[START Data for the task]

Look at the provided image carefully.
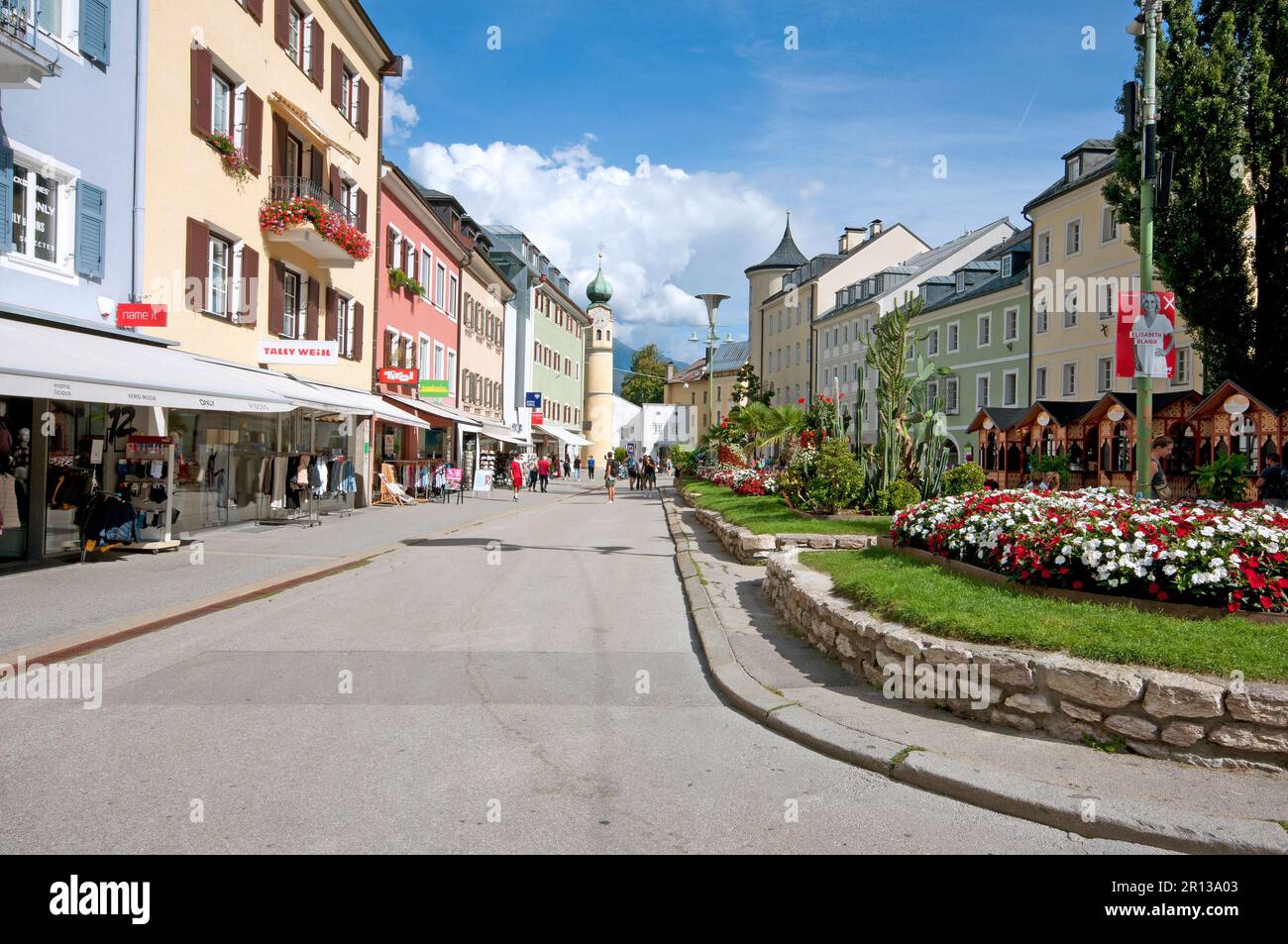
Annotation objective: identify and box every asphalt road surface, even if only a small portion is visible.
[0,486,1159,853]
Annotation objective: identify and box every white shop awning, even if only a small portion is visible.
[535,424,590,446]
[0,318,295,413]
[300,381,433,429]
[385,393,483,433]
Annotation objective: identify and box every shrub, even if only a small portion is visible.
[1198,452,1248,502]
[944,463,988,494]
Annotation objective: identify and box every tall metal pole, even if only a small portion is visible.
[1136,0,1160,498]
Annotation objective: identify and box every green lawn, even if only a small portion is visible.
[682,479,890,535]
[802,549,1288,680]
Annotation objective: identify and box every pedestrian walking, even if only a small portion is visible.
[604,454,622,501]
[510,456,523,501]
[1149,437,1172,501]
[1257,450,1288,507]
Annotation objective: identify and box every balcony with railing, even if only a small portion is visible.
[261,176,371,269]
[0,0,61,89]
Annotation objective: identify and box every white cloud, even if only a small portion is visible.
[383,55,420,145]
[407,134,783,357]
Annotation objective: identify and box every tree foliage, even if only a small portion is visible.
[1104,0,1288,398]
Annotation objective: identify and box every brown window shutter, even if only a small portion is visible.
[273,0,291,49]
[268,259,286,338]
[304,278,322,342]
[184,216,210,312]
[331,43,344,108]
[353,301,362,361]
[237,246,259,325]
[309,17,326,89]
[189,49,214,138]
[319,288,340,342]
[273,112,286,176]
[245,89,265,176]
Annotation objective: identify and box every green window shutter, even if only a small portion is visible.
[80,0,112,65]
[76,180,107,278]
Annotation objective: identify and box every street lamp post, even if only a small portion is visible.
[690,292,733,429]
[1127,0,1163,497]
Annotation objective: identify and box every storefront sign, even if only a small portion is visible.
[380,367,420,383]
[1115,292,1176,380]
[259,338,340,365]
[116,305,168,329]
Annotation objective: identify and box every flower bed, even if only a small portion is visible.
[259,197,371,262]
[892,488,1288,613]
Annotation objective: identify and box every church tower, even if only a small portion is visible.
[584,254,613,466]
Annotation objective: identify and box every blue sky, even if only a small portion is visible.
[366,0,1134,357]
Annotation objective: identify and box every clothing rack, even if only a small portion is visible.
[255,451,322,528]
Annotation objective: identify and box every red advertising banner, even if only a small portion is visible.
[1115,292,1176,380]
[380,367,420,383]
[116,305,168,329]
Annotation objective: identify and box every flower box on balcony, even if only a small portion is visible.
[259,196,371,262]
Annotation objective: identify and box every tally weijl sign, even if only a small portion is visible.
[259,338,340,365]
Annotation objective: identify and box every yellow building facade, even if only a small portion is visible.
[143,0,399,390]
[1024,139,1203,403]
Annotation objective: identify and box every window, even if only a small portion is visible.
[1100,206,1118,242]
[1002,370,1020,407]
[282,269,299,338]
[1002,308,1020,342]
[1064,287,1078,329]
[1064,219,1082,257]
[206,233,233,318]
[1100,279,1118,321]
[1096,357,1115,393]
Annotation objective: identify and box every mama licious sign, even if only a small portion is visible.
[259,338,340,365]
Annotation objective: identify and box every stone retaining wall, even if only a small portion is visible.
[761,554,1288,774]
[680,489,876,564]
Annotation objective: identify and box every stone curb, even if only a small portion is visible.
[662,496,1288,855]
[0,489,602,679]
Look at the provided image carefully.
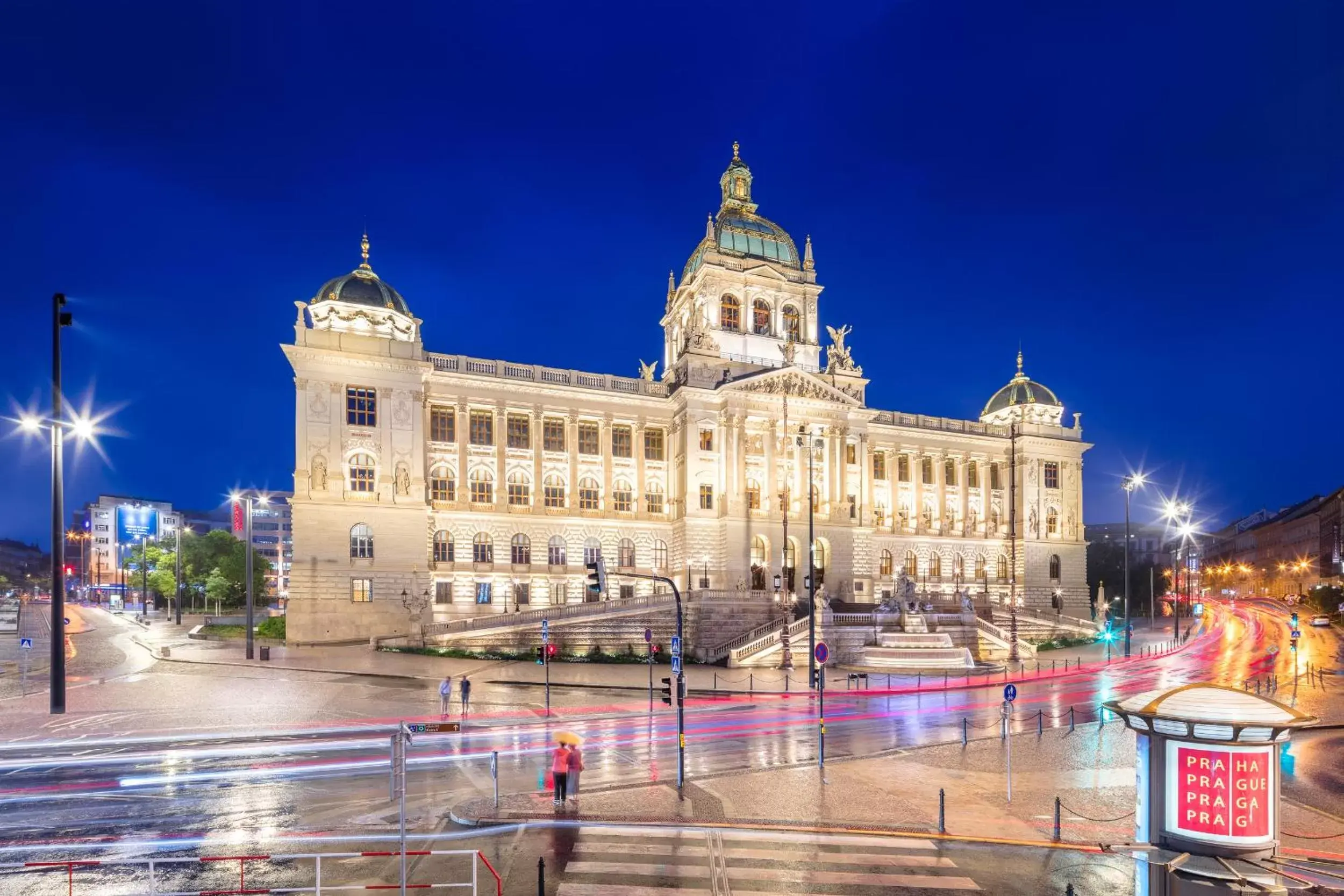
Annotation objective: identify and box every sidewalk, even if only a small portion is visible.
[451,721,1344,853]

[END Data for the task]

* _What is asked_: Rescale the records from the line with "Annotation objective: identify and box every balcony" up to and including the line with "[1024,139,1203,403]", and give only those lines. Repeat each line, including the requests, and multiply every bounding-box coordinate in the answers by 1.75, rounding to whole numbers with halves going up.

* _Reply_:
Annotation objective: identify and box every balcony with railing, even if only a small portion is visible.
[457,308,649,471]
[0,0,107,156]
Annotation objective: identify and box every white cloud, even if only a small portion is visible.
[670,96,735,254]
[712,235,1370,625]
Annotation objective: identify and box every tree foliage, even if only a small portion is visible.
[1932,0,2254,697]
Annotation objective: identify and box every brown window shutter, even if only a small portion is visible.
[478,0,509,86]
[469,453,501,592]
[532,487,564,599]
[322,378,368,546]
[579,75,602,189]
[618,527,634,632]
[415,431,453,569]
[541,30,571,156]
[331,86,375,242]
[558,504,595,599]
[478,196,501,308]
[429,156,464,308]
Annotation objective: identify and box every green window shutter, even if only a small portion is visible.
[140,0,196,114]
[133,315,187,487]
Annotation objective: identify and box every street lamp post, even if only a small portion is visible.
[1208,511,1283,751]
[1972,0,2035,870]
Annotation objective: identify and box every storefront sign, even if only a small portion is visible.
[665,642,735,670]
[1951,511,2058,665]
[453,592,595,639]
[203,534,294,576]
Annotation objective: identify and box every flower bed, even if only a small portion is visible.
[453,345,649,459]
[1561,854,2254,1073]
Annotation objective: identify and box every church tower, even if only a small portion is visible.
[1022,445,1073,816]
Annotation objective: identify and box every blue sky, even if only a small portion is visible.
[641,0,1985,625]
Annotation objective: identify and box every clothing rack, even if only a small portion is visible.
[446,789,564,924]
Annotation objective: identify and box every red advertising banner, even if only a small portion is visible.
[1951,511,2058,665]
[665,642,735,670]
[203,534,294,576]
Annotation objective: identify and box every flower box on balcony, even if only a small portion is visible.
[453,343,649,459]
Annotation objective: identify and box every tally weijl sign, even if only a small portion is visible.
[453,592,595,639]
Annotation objective: identify and box every yellow building facade, even if only a small portion is visible.
[250,0,698,683]
[1792,243,2105,705]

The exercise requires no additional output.